The task =
Reproduce the line containing "Locate the guitar neck" in the listing below, then every later line up to the end, precisely as written.

Excerpted records =
Segment Open
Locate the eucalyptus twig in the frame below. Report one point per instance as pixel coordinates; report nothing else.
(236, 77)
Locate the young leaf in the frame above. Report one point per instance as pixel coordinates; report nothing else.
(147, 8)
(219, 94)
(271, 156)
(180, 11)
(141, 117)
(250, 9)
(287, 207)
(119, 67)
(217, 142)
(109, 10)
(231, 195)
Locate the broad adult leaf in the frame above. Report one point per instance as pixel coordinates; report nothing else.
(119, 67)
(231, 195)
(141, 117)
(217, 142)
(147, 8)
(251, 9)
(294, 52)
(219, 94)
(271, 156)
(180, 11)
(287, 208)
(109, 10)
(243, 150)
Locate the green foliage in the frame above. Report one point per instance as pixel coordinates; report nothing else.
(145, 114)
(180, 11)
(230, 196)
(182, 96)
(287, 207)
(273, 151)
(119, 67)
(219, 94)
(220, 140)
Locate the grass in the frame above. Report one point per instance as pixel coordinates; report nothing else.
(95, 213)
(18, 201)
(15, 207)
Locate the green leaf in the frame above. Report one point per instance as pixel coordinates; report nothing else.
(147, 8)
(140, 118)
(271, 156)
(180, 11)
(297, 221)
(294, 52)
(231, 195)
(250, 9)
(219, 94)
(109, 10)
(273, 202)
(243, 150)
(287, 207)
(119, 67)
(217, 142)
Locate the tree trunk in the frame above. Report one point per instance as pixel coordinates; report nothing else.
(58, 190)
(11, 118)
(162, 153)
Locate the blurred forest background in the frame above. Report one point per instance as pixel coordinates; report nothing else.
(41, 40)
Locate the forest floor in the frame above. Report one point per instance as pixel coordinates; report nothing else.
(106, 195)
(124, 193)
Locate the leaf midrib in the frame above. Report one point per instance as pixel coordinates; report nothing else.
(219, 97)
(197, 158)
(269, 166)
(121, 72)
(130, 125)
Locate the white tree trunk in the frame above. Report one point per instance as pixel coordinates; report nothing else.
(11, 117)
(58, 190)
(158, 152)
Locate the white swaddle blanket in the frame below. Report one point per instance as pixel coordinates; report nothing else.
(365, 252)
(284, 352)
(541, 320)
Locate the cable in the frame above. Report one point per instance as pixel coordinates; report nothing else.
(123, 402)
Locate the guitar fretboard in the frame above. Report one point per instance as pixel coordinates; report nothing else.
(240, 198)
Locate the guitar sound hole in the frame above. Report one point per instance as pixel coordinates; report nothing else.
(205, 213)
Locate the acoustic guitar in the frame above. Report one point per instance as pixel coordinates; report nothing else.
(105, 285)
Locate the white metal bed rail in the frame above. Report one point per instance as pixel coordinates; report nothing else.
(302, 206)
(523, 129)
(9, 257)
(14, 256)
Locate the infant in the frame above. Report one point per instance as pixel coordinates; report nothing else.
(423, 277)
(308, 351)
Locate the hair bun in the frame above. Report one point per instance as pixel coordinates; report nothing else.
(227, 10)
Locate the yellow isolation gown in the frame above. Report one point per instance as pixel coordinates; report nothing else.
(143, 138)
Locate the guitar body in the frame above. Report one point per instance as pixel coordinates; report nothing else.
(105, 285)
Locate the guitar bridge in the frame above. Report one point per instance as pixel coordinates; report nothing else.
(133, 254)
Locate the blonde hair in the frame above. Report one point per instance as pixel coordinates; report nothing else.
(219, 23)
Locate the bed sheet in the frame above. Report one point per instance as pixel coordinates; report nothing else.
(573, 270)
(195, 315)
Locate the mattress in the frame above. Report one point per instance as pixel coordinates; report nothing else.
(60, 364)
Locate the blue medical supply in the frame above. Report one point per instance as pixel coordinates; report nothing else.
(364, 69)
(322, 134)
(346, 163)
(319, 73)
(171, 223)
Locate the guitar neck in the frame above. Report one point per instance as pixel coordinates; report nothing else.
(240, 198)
Segment Closed
Response to this exercise =
Locate the guitar neck in the frame above. Report one point per instance as pixel coordinates; report nothing else.
(240, 198)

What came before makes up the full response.